Tarea propuesta 1:
Indica si cada afirmación coincide con el fragmento sobre los sacrificios previos al combate: (a) Tisameno era el adivino espartano de adopción; (b) según Heródoto, los augurios animaban a los griegos a cruzar el Asopo para atacar primero; (c) ambos ejércitos pasaron varios días frente a frente. Responde sí o no a cada una y cita literalmente las palabras del fragmento que lo deciden.

===== Fragmento proporcionado

Antes de trabar combate, los espartanos llamaron
a Tisameno, el adivino espartano de adopción para que cumpliera con los
sacrificios oportunos. En sus augurios, reveló a los espartanos lo apropiado de
resistir la embestida persa. Según Heródoto, las víctimas sacrificadas fueron
de buen agüero para los griegos en lo que a mantener la formación se refiere,
mas no debían en ningún caso cruzar el Asopo para atacar los primeros, ya que
las señales se antojaban perniciosas para ellos en ese caso. Aunque no exento
de cierta literatura propagandística, Heródoto relata que algo parecido ocurrió
a los persas con sus sacrificios, en los que se les alentaba a mantener la posición
y no embestir los primeros. Así las cosas, ambos ejércitos permanecieron varios
días los unos frente a los otros.

==========
===== Filas dadas

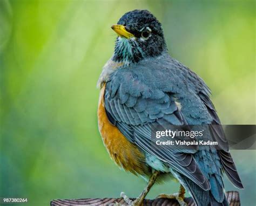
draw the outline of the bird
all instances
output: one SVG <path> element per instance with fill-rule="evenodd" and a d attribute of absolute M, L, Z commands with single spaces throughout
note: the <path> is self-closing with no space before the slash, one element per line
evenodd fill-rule
<path fill-rule="evenodd" d="M 224 174 L 244 186 L 228 147 L 159 150 L 149 143 L 153 125 L 208 125 L 215 139 L 226 142 L 210 88 L 169 54 L 162 25 L 148 10 L 129 11 L 111 28 L 117 34 L 114 52 L 97 82 L 99 131 L 114 162 L 147 181 L 134 201 L 121 196 L 140 205 L 155 183 L 170 177 L 180 183 L 178 192 L 158 197 L 186 205 L 187 191 L 198 206 L 228 205 Z"/>

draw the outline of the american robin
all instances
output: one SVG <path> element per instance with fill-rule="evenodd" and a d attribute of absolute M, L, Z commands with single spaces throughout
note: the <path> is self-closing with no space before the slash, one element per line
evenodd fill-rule
<path fill-rule="evenodd" d="M 170 176 L 180 183 L 179 193 L 158 197 L 185 205 L 186 189 L 197 205 L 228 205 L 223 174 L 243 188 L 228 149 L 167 151 L 149 143 L 152 124 L 220 125 L 210 89 L 169 56 L 161 24 L 149 11 L 128 12 L 111 28 L 118 37 L 98 82 L 99 129 L 112 160 L 148 180 L 133 202 L 122 196 L 141 205 L 155 181 Z"/>

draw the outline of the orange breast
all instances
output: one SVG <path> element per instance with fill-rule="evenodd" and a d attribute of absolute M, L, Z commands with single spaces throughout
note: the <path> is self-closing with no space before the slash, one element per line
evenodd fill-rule
<path fill-rule="evenodd" d="M 143 175 L 150 174 L 145 156 L 137 147 L 112 125 L 106 116 L 104 107 L 105 85 L 100 90 L 98 107 L 98 122 L 103 142 L 111 159 L 125 170 Z"/>

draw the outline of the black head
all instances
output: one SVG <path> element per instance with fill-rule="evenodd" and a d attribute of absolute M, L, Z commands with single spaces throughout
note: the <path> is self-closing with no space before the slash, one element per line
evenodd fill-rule
<path fill-rule="evenodd" d="M 118 35 L 113 60 L 136 63 L 167 51 L 161 24 L 147 10 L 124 14 L 112 28 Z"/>

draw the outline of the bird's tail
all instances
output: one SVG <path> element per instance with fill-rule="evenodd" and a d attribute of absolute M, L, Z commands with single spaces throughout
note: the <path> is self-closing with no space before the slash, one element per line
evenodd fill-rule
<path fill-rule="evenodd" d="M 184 177 L 183 181 L 197 206 L 229 205 L 221 176 L 214 174 L 210 177 L 211 189 L 207 191 L 204 190 L 187 177 Z"/>

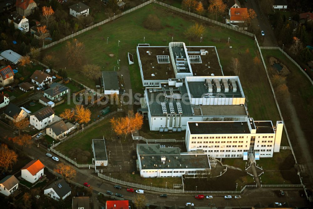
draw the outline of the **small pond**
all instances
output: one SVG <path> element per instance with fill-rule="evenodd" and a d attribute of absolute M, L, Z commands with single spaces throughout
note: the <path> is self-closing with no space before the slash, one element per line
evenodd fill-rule
<path fill-rule="evenodd" d="M 273 65 L 273 67 L 275 68 L 279 72 L 281 71 L 281 69 L 283 69 L 283 66 L 278 63 L 275 63 Z"/>

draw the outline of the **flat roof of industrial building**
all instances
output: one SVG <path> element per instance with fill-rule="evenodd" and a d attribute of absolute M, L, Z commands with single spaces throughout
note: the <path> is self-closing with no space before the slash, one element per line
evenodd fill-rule
<path fill-rule="evenodd" d="M 107 160 L 106 150 L 104 139 L 93 139 L 95 160 Z"/>
<path fill-rule="evenodd" d="M 161 147 L 158 144 L 139 144 L 137 152 L 142 169 L 210 168 L 207 155 L 181 155 L 178 147 Z M 165 158 L 165 161 L 161 160 L 162 157 Z"/>
<path fill-rule="evenodd" d="M 249 133 L 247 121 L 207 121 L 187 123 L 192 134 Z"/>

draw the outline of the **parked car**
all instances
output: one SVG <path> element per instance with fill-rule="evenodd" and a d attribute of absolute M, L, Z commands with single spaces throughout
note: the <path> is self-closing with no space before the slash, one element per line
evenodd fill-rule
<path fill-rule="evenodd" d="M 107 190 L 106 192 L 106 194 L 108 194 L 109 195 L 113 195 L 113 192 L 111 191 L 110 191 Z"/>
<path fill-rule="evenodd" d="M 36 136 L 36 138 L 39 138 L 40 137 L 42 136 L 42 133 L 39 133 L 38 134 L 38 135 Z"/>
<path fill-rule="evenodd" d="M 90 185 L 86 182 L 84 183 L 84 185 L 85 186 L 87 186 L 87 187 L 90 187 Z"/>
<path fill-rule="evenodd" d="M 143 194 L 144 191 L 142 190 L 136 190 L 136 192 L 138 194 Z"/>
<path fill-rule="evenodd" d="M 51 158 L 52 157 L 52 155 L 50 153 L 46 153 L 46 155 L 49 157 L 49 158 Z"/>
<path fill-rule="evenodd" d="M 126 190 L 127 190 L 127 191 L 129 191 L 130 192 L 134 192 L 134 189 L 132 188 L 127 188 Z"/>
<path fill-rule="evenodd" d="M 204 196 L 203 195 L 198 195 L 195 196 L 196 199 L 203 199 L 204 198 Z"/>
<path fill-rule="evenodd" d="M 40 89 L 42 89 L 42 88 L 44 88 L 43 86 L 38 86 L 38 87 L 37 88 L 37 90 L 38 90 L 38 91 L 39 91 L 39 90 L 40 90 Z"/>
<path fill-rule="evenodd" d="M 121 194 L 120 194 L 119 193 L 116 193 L 115 194 L 115 196 L 117 197 L 123 197 L 124 196 L 123 196 Z"/>

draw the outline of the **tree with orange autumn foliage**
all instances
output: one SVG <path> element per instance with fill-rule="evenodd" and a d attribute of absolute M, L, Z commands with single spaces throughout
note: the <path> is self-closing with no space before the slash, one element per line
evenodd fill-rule
<path fill-rule="evenodd" d="M 28 55 L 26 55 L 21 57 L 18 61 L 18 65 L 23 67 L 23 72 L 25 73 L 25 66 L 26 65 L 31 65 L 30 57 Z"/>
<path fill-rule="evenodd" d="M 32 137 L 28 134 L 23 134 L 13 138 L 9 138 L 9 140 L 12 140 L 13 142 L 22 146 L 22 150 L 24 145 L 29 145 L 32 143 Z"/>
<path fill-rule="evenodd" d="M 73 118 L 74 115 L 75 113 L 74 111 L 71 110 L 70 109 L 65 109 L 64 112 L 60 114 L 60 117 L 70 120 Z"/>
<path fill-rule="evenodd" d="M 12 168 L 13 164 L 17 162 L 18 155 L 15 152 L 8 148 L 6 144 L 2 144 L 0 146 L 0 167 L 6 172 L 9 167 Z"/>
<path fill-rule="evenodd" d="M 215 15 L 215 20 L 217 20 L 217 15 L 223 13 L 226 9 L 226 4 L 222 0 L 209 0 L 210 5 L 208 8 L 208 11 Z"/>
<path fill-rule="evenodd" d="M 27 118 L 24 118 L 21 119 L 17 115 L 13 116 L 15 119 L 15 121 L 10 121 L 11 126 L 13 128 L 18 130 L 18 135 L 21 135 L 21 131 L 26 129 L 29 124 L 29 121 Z"/>
<path fill-rule="evenodd" d="M 64 178 L 71 179 L 76 175 L 76 170 L 74 168 L 63 163 L 58 164 L 54 171 L 62 175 Z"/>
<path fill-rule="evenodd" d="M 128 116 L 125 117 L 115 118 L 113 117 L 110 120 L 112 128 L 117 135 L 124 136 L 125 138 L 131 131 L 141 128 L 143 123 L 143 117 L 137 113 L 134 115 L 129 111 Z"/>
<path fill-rule="evenodd" d="M 53 11 L 51 6 L 50 6 L 50 7 L 46 6 L 43 7 L 42 11 L 42 18 L 44 21 L 46 22 L 46 25 L 48 27 L 48 24 L 52 20 L 52 15 L 54 13 L 54 11 Z"/>
<path fill-rule="evenodd" d="M 203 4 L 201 2 L 199 2 L 197 4 L 196 8 L 196 12 L 200 15 L 201 15 L 204 11 L 204 9 L 203 8 Z"/>
<path fill-rule="evenodd" d="M 76 105 L 75 107 L 75 121 L 80 123 L 87 123 L 90 121 L 91 112 L 89 109 L 82 105 Z"/>

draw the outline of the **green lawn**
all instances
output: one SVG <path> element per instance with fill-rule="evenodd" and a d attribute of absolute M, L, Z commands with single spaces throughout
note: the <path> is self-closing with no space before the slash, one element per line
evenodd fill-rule
<path fill-rule="evenodd" d="M 118 113 L 114 116 L 115 117 L 121 116 L 122 115 L 121 113 Z M 73 155 L 70 154 L 69 153 L 73 149 L 79 148 L 83 151 L 86 151 L 90 153 L 92 153 L 91 143 L 92 139 L 101 139 L 103 136 L 106 138 L 110 135 L 111 125 L 109 120 L 109 118 L 106 118 L 91 127 L 84 129 L 83 132 L 60 144 L 55 147 L 55 150 L 72 159 L 75 157 Z M 92 156 L 90 156 L 87 162 L 80 162 L 79 159 L 77 158 L 77 161 L 78 163 L 85 163 L 87 162 L 91 163 L 92 158 Z"/>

==========

Tarea propuesta 2:
Reproduce sin ningún cambio el tramo de las filas que va desde la línea que contiene "draw the outline of the **flat" hasta la línea que contiene "249 133 L 247", con ambas incluidas.

Solución 1:
(a) Sí: «Tisameno, el adivino espartano de adopción».
(b) No: «mas no debían en ningún caso cruzar el Asopo para atacar los primeros».
(c) Sí: «ambos ejércitos permanecieron varios días los unos frente a los otros».

Solución 2:
draw the outline of the **flat roof of industrial building**
all instances
output: one SVG <path> element per instance with fill-rule="evenodd" and a d attribute of absolute M, L, Z commands with single spaces throughout
note: the <path> is self-closing with no space before the slash, one element per line
evenodd fill-rule
<path fill-rule="evenodd" d="M 107 160 L 106 150 L 104 139 L 93 139 L 95 160 Z"/>
<path fill-rule="evenodd" d="M 161 147 L 158 144 L 139 144 L 137 152 L 142 169 L 210 168 L 207 155 L 181 155 L 178 147 Z M 165 158 L 165 161 L 161 160 L 162 157 Z"/>
<path fill-rule="evenodd" d="M 249 133 L 247 121 L 207 121 L 187 123 L 192 134 Z"/>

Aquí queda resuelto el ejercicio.